Dataset excerpts
★ ★ ★
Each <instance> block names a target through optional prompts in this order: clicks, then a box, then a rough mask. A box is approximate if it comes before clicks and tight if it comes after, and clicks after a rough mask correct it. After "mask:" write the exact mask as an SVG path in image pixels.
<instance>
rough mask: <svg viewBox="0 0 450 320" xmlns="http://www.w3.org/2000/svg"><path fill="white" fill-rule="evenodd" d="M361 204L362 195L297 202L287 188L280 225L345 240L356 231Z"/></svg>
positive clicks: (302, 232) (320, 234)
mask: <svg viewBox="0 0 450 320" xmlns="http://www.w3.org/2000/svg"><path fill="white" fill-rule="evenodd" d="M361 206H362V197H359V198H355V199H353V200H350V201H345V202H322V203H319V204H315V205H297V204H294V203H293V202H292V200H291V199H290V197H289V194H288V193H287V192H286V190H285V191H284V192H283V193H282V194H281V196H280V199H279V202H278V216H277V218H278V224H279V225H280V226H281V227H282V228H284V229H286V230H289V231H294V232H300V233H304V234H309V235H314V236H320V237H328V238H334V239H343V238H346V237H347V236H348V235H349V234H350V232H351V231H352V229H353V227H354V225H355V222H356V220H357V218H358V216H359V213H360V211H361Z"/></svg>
★ ★ ★
• [TASK TO COMPLETE] How many lines in the dataset excerpts above contain the word "then"? Reply with the number only.

• [RESPONSE] 1